→ **Фрагмент текста**:
Страница 14 из 15
Будучи членом одного из фотокружков, Ольга Ширяева снимала спектакли Театра на Таганке, следила за всеми выступлениями Высоцкого на концертах и за его встречами с публикой, ей мы обязаны целой серией ранних его фотографий. Например, она снимала первый самостоятельный творческий вечер Высоцкого в зале Всероссийского театрального общества 31 мая 1967 года, где он исполнял свои песни и отрывки из спектаклей.
Она рассказывает, что на одной из встреч Вознесенского с московскими студентами среди публики был и Высоцкий. Поэт увидел его, сказал о нем несколько слов, попросил подняться на сцену и предложил ему исполнить свои песни. Высоцкий согласился, но с оговоркой, что споет только одну песню, потому что сегодня он рядовой слушатель, а Вознесенский — хозяин и отказывать ему неудобно, иное дело, если бы это был творческий вечер самого Высоцкого, там можно было петь по желанию публики. Другими словами, актер чувствовал, кто должен быть сегодня в центре внимания, а чьему участию следует быть эпизодическим. При этом он хорошо знал, что подобные импровизированные выступления друзей и знакомых поэта только обогащают и украшают его вечера.
Андрей Вознесенский, с которым мы пошли на спектакль «Антимиры», созданный по его стихотворениям, и познакомил меня с Владимиром Высоцким. Давали этот спектакль поздно, в десять вечера, после окончания обычного театрального представления. Продолжался он недолго. Поэзию нельзя слушать долго. И вообще, как ее можно играть? Я и не представлял себе этого, пока не побывал на спектакле «Таганки».
Мне довелось видеть много поэтических вечеров и художественных декламаций. Одно время в моду вошло хоровое скандирование, артисты при этом статично размещались по сцене. Представление, в котором участвовали почти все молодые актеры «Таганки», не имело ничего общего с уже известными способами преподнесения стихов со сцены. Оно было необыкновенно динамичным — настоящая феерия со световыми, музыкальными и шумовыми эффектами, внезапными паузами, неожиданными вспышками, гимнастическими номерами и прежде всего это — ритм, ритм, ритм!

→ **Задания**:
1/ Где и когда, согласно отрывку о Высоцком, прошел его первый самостоятельный творческий вечер?
2/ Верните из отрывка о Высоцком дословно часть текста от слов «Она рассказывает, что» до слов «украшают его вечера.».

→ **Извлечённые строки**:
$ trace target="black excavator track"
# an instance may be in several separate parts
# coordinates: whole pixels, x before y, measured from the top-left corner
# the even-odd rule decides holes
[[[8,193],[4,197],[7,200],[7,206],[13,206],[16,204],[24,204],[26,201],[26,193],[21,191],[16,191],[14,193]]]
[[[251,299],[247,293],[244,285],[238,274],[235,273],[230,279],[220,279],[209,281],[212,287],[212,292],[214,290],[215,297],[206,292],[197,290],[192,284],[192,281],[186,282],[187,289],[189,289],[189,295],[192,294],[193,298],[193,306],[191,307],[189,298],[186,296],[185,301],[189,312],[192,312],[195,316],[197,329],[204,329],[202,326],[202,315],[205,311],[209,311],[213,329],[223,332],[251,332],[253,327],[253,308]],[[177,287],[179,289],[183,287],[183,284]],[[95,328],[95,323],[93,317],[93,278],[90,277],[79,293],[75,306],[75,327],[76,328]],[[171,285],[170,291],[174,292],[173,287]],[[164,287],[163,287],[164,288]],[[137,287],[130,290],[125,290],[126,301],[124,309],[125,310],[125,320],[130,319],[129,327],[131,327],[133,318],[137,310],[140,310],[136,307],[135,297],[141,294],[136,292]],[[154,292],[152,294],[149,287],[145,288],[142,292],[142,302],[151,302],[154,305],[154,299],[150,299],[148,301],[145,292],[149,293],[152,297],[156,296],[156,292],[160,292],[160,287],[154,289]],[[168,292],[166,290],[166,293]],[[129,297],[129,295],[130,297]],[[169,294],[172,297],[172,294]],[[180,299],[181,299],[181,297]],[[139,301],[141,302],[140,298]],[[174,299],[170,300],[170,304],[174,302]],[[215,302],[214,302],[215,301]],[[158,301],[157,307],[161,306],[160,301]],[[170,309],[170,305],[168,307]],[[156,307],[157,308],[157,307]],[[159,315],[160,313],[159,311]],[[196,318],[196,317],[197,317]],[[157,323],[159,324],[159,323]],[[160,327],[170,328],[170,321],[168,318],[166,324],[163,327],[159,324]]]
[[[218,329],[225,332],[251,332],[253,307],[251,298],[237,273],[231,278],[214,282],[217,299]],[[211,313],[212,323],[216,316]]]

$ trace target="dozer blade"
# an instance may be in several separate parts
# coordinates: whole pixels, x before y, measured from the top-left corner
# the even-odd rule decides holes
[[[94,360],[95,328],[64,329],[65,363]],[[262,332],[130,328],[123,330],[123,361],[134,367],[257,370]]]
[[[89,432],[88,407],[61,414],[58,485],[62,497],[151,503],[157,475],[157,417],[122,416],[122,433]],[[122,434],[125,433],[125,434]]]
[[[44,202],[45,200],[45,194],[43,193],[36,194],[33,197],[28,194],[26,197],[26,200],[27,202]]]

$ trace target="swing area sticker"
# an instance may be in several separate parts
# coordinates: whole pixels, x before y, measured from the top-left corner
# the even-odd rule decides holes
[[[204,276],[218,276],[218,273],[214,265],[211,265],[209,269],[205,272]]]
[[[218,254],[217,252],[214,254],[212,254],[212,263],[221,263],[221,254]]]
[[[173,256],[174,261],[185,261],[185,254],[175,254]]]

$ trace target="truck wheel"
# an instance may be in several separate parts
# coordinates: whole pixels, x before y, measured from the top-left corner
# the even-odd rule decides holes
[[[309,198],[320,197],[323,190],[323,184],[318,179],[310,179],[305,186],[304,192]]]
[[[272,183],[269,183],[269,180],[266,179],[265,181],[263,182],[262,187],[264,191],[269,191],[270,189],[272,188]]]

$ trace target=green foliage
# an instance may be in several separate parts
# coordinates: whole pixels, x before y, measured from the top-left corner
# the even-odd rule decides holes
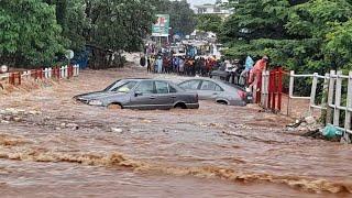
[[[230,0],[237,12],[221,29],[227,56],[267,54],[272,65],[301,73],[351,69],[349,0]]]
[[[41,0],[2,0],[0,61],[6,64],[50,64],[61,44],[55,8]]]
[[[158,1],[1,0],[0,64],[47,65],[65,48],[79,52],[87,44],[101,52],[92,62],[111,52],[139,51]]]
[[[216,14],[201,14],[197,18],[197,30],[204,32],[219,33],[222,19]]]
[[[156,13],[169,14],[173,32],[190,34],[196,26],[196,16],[186,0],[155,0]]]

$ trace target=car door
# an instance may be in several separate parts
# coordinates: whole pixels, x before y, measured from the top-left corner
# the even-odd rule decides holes
[[[194,79],[194,80],[187,80],[187,81],[179,84],[179,87],[182,87],[186,90],[198,91],[199,85],[200,85],[200,80]]]
[[[131,96],[129,108],[132,109],[154,109],[156,92],[153,80],[143,80],[135,88]]]
[[[169,92],[169,85],[166,81],[155,81],[156,99],[155,106],[158,109],[170,109],[174,105],[174,95]]]
[[[201,80],[201,85],[199,86],[199,99],[204,100],[213,100],[216,99],[222,91],[222,88],[213,81]]]

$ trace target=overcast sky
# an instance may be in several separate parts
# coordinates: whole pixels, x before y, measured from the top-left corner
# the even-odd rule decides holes
[[[187,0],[190,4],[215,3],[216,0]]]

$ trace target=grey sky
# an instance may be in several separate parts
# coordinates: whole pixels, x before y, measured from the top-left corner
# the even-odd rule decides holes
[[[215,3],[216,0],[187,0],[190,4]]]

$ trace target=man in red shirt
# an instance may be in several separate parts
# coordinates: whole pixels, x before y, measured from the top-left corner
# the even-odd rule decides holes
[[[267,64],[268,64],[267,56],[263,56],[262,59],[256,62],[256,64],[253,67],[253,70],[251,72],[252,74],[250,77],[250,79],[251,79],[250,87],[253,87],[253,85],[256,82],[257,88],[261,89],[261,87],[262,87],[262,73],[263,73],[263,70],[266,69]]]

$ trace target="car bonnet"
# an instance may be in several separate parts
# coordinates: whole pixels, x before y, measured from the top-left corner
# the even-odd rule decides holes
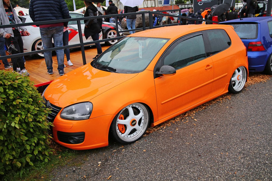
[[[97,69],[90,63],[65,74],[52,82],[44,94],[47,100],[64,107],[89,101],[137,74],[119,74]]]

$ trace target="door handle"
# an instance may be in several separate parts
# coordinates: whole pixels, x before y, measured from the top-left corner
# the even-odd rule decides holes
[[[209,69],[210,69],[212,68],[212,65],[208,65],[206,66],[206,68],[205,68],[205,70],[209,70]]]

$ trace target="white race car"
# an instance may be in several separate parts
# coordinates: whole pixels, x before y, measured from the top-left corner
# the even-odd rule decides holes
[[[70,11],[69,12],[70,15],[72,18],[80,18],[83,17],[84,15],[81,13]],[[21,19],[22,22],[23,23],[31,23],[33,22],[29,15],[26,15],[19,17]],[[85,25],[84,21],[81,21],[81,28],[82,31],[82,36],[84,36],[84,27]],[[112,38],[117,37],[115,24],[107,22],[103,22],[102,28],[104,33],[100,32],[99,34],[99,40],[108,38]],[[35,25],[29,26],[27,28],[27,31],[30,35],[28,36],[24,36],[22,32],[21,34],[24,42],[24,52],[29,52],[36,50],[43,49],[42,42],[40,34],[39,28]],[[122,31],[122,27],[118,25],[119,31]],[[69,21],[68,23],[68,31],[69,31],[69,45],[74,45],[80,43],[79,37],[78,36],[78,28],[76,21]],[[119,33],[120,36],[122,36],[123,33]],[[83,37],[83,42],[89,42],[92,41],[91,37],[90,37],[86,40],[85,37]],[[106,42],[105,43],[109,45],[114,44],[117,41],[117,40]],[[102,42],[101,43],[103,43]],[[43,53],[38,54],[38,55],[41,57],[44,57]]]

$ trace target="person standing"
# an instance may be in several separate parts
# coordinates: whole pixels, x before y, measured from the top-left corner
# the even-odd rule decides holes
[[[230,7],[230,10],[231,11],[229,12],[228,15],[227,20],[232,20],[236,19],[238,19],[238,13],[235,11],[235,8],[234,6]]]
[[[5,39],[2,36],[0,36],[0,56],[5,56],[6,52],[5,51]],[[4,64],[5,69],[7,69],[12,67],[12,66],[8,64],[8,60],[7,59],[2,59],[2,62]]]
[[[187,15],[187,17],[196,18],[196,15],[194,13],[194,10],[192,9],[189,9],[189,13],[188,13],[188,15]],[[196,24],[195,20],[188,20],[187,22],[188,24]]]
[[[0,1],[0,8],[1,24],[22,23],[16,12],[11,6],[10,0]],[[10,52],[13,54],[23,53],[23,40],[19,28],[23,30],[23,33],[26,36],[29,36],[30,34],[27,31],[26,28],[24,26],[0,29],[0,35],[4,38],[7,46],[10,51]],[[29,75],[24,66],[22,57],[13,58],[11,59],[11,61],[13,65],[13,71],[24,76]],[[5,64],[5,66],[7,65]]]
[[[29,15],[33,22],[68,19],[69,10],[64,0],[30,0]],[[67,22],[40,25],[40,32],[44,48],[52,48],[52,39],[55,47],[63,46],[63,37],[64,26],[67,27]],[[63,50],[56,50],[58,61],[58,70],[60,75],[64,75],[64,52]],[[53,74],[53,60],[51,52],[45,52],[47,72]]]
[[[136,12],[139,11],[138,6],[133,7],[130,6],[125,6],[124,7],[124,13],[129,13],[132,12]],[[125,18],[125,21],[126,21],[126,26],[128,29],[131,30],[135,28],[135,23],[136,23],[136,15],[129,15]],[[135,30],[129,31],[130,34],[135,33]]]
[[[92,4],[91,0],[84,0],[84,4],[86,6],[86,10],[84,14],[84,17],[96,16],[97,15],[97,8]],[[89,19],[84,20],[85,28],[84,28],[84,34],[86,39],[90,36],[93,41],[96,41],[99,40],[99,33],[101,30],[98,21],[96,19]],[[100,43],[95,44],[97,50],[97,54],[92,58],[94,60],[96,58],[102,53],[102,48]]]
[[[112,2],[112,0],[109,1],[109,5],[107,9],[107,13],[109,14],[118,14],[118,9],[117,7],[115,6],[115,5]],[[114,17],[110,18],[109,21],[110,23],[115,23],[115,18]]]
[[[244,15],[246,17],[248,15],[248,18],[252,18],[253,14],[255,14],[255,8],[252,4],[252,0],[246,0],[246,12],[244,13]]]

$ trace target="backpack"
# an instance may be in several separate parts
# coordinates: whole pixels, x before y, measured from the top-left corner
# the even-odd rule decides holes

→ **Ответы по заданиям**:
1/ 31 мая 1967 года в зале Всероссийского театрального общества.

2/
Она рассказывает, что на одной из встреч Вознесенского с московскими студентами среди публики был и Высоцкий. Поэт увидел его, сказал о нем несколько слов, попросил подняться на сцену и предложил ему исполнить свои песни. Высоцкий согласился, но с оговоркой, что споет только одну песню, потому что сегодня он рядовой слушатель, а Вознесенский — хозяин и отказывать ему неудобно, иное дело, если бы это был творческий вечер самого Высоцкого, там можно было петь по желанию публики. Другими словами, актер чувствовал, кто должен быть сегодня в центре внимания, а чьему участию следует быть эпизодическим. При этом он хорошо знал, что подобные импровизированные выступления друзей и знакомых поэта только обогащают и украшают его вечера.